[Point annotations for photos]
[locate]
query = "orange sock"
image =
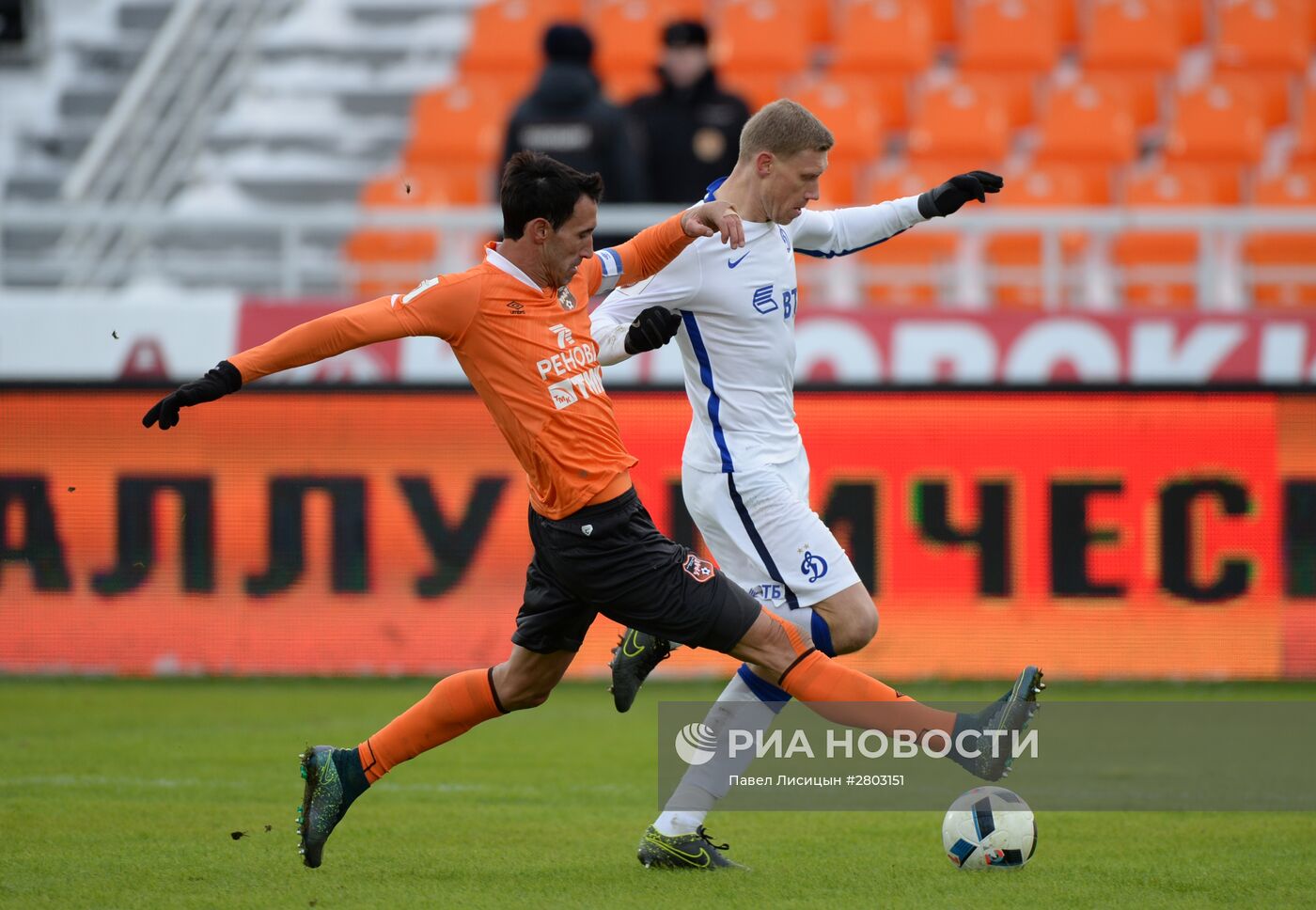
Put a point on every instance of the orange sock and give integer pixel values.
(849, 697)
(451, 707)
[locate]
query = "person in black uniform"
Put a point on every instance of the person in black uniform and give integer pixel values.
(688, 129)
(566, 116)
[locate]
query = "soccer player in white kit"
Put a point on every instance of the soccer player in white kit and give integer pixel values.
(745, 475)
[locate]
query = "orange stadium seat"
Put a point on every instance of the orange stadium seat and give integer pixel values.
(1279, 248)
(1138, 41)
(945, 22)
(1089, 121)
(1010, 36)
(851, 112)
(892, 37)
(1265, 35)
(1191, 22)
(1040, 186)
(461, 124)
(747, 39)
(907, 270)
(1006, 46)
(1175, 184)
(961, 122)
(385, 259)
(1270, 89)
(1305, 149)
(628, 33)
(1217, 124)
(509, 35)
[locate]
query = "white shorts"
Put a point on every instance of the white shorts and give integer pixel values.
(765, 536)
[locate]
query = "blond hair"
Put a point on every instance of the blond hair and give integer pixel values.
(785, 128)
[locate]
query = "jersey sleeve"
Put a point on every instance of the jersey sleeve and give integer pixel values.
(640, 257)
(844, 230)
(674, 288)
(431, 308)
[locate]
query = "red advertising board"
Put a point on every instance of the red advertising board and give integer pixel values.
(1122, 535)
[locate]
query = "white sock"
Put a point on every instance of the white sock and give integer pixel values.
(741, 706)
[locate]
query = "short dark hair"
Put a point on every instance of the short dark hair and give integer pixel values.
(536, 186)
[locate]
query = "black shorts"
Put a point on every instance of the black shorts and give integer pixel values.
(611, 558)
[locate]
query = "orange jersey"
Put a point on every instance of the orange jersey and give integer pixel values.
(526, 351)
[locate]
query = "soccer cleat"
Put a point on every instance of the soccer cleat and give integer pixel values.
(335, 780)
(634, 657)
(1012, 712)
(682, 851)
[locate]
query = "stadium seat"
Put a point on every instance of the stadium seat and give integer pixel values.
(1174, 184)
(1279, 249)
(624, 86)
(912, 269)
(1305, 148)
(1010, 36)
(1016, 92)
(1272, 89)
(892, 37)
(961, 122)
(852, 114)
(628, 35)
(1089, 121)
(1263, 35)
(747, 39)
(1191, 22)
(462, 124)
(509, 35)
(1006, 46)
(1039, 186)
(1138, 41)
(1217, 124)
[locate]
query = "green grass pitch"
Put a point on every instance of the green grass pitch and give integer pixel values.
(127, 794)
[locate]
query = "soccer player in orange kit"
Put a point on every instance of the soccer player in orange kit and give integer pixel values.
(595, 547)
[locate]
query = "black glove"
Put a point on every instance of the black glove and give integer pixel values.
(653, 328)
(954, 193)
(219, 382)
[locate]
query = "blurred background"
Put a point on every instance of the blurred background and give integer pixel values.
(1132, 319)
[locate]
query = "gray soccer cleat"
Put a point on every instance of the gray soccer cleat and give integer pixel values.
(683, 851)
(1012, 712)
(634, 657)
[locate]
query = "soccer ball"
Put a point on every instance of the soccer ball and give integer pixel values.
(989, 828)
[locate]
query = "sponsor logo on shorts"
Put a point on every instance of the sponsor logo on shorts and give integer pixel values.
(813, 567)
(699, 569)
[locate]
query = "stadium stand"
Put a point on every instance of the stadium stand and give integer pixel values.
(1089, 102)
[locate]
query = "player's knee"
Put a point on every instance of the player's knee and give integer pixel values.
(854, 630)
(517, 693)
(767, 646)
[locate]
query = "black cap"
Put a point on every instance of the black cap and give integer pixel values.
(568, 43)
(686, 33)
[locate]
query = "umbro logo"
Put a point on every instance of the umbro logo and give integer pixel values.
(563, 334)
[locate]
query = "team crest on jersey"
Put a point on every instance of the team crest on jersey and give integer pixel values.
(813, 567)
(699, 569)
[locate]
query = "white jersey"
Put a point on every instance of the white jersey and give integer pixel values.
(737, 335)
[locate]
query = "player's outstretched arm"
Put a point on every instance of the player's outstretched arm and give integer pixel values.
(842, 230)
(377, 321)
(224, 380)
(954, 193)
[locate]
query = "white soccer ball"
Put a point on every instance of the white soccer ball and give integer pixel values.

• [BRIEF]:
Copy every record character for character. Skip the pictures.

• [FINAL RESULT]:
[locate]
query = "orange sock"
image =
Put a point on every instance of the orange sock and give integer pixel values.
(849, 697)
(451, 707)
[locate]
query = "person in black uniform"
Put a point on every instance of the person in black uniform and give integer pixel values.
(688, 129)
(566, 116)
[locate]
query = "soccer player in white kit"
Put a point on every instance of the soccer player in white kit and give integer pixel values.
(745, 475)
[locate]
query = "orange stadium seat"
Put a point on every instance of the orange stadium seat and give integer pixel values.
(1279, 248)
(1138, 41)
(945, 22)
(1089, 121)
(1010, 36)
(851, 112)
(892, 37)
(1265, 35)
(1191, 22)
(1040, 186)
(461, 124)
(747, 39)
(907, 270)
(1006, 46)
(1175, 184)
(961, 122)
(385, 259)
(1270, 89)
(1305, 149)
(628, 33)
(1217, 124)
(509, 35)
[locate]
query = "white shorts"
Put a point on every instance of the white shorts and give integer pixel values.
(765, 536)
[locate]
query = "blond hair"
Put a point on every instance of the blond hair and give integer pixel values.
(785, 128)
[locate]
query = "jersey sleeve"
Put a point on every instance of the jersey sleeve and give integer pixel values.
(640, 257)
(844, 230)
(674, 288)
(431, 308)
[locate]
query = "red advertising board"
Put a point on every instance of the red advertising board and give integer pixel values.
(1122, 535)
[locate]
query = "white sock"
Put a point on every instance of the white sock and give integer pixel values.
(741, 706)
[locate]
query = "short dark hair"
Put a point on every instance of the short dark hair and give integer pixel values.
(536, 186)
[locate]
query = "black shorts"
Put a point on every instance of the black shorts and give integer pixel values.
(611, 558)
[locate]
query = "orange jersey"
Put a point on every instance of the orange jersey and give integer pixel values.
(526, 351)
[locate]
query = "soccer cleat"
Put a point on every instance of the soccer cleat and give integer pixel values.
(335, 780)
(634, 657)
(1012, 712)
(682, 851)
[locate]
query = "stadium seat"
Put a point on every instance of the stadium seat and give integer pixel values.
(1174, 184)
(1279, 249)
(624, 86)
(912, 269)
(1305, 148)
(1010, 36)
(1016, 92)
(1272, 89)
(892, 37)
(961, 122)
(852, 114)
(628, 35)
(1089, 121)
(1263, 35)
(747, 39)
(1191, 22)
(462, 124)
(509, 35)
(1006, 46)
(1039, 186)
(1138, 41)
(1217, 124)
[locate]
query = "green grass pitch"
Put a point on every instance of the green grass pitch and give integer pixel values.
(127, 794)
[locate]
query = "soccer player in orange kit"
Put a point on every instance of the soccer player in orange kit and give integer pixel values.
(595, 547)
[locate]
query = "black glove"
Put a point on every instance of the black glove and give integer pixel values.
(653, 328)
(954, 193)
(219, 382)
[locate]
query = "blurred background"
Put a point on every instance of the blurred background and give integer pixel values.
(1132, 319)
[locate]
query = "gray soccer cleat"
Put a point on every instance of the gray soccer cleat and give integer pixel values.
(683, 851)
(1012, 712)
(634, 657)
[locate]
query = "soccer ball"
Put a point on every instance of the soccer ball and give integer pixel values.
(989, 828)
[locate]
query = "sponsor logo on shorts"
Put a point on every instance of the sponsor logo on shorts and give integer pixel values.
(813, 567)
(699, 569)
[locate]
query = "stadium stand"
Put a point on every instance of the stadium stand and give integer pixel values.
(1089, 102)
[locate]
query = "player's knee"
Put a point on every instance of the player's knee and give integer pixel values.
(854, 630)
(517, 693)
(767, 646)
[locate]
query = "black cap"
Put a point on every instance of the black cap and give integer pixel values.
(568, 43)
(686, 33)
[locate]
query = "umbro logo"
Put a point on every instance of the umbro logo and give integer pixel values.
(563, 334)
[locate]
query = "team crest on jersey"
Put a point on every instance of the team crest on jersey and give integer pixel values.
(813, 567)
(699, 569)
[locate]
query = "white jersey"
Put a point on every instance of the white jersey and give integer pixel values.
(737, 335)
[locate]
query = "player's outstretched arm"
Put a point on every instance of the player's outstretched arm and give integer pixel values.
(842, 230)
(377, 321)
(224, 380)
(954, 193)
[locate]
query = "white soccer ball"
Put a point on every instance of the white soccer ball and give integer pixel values.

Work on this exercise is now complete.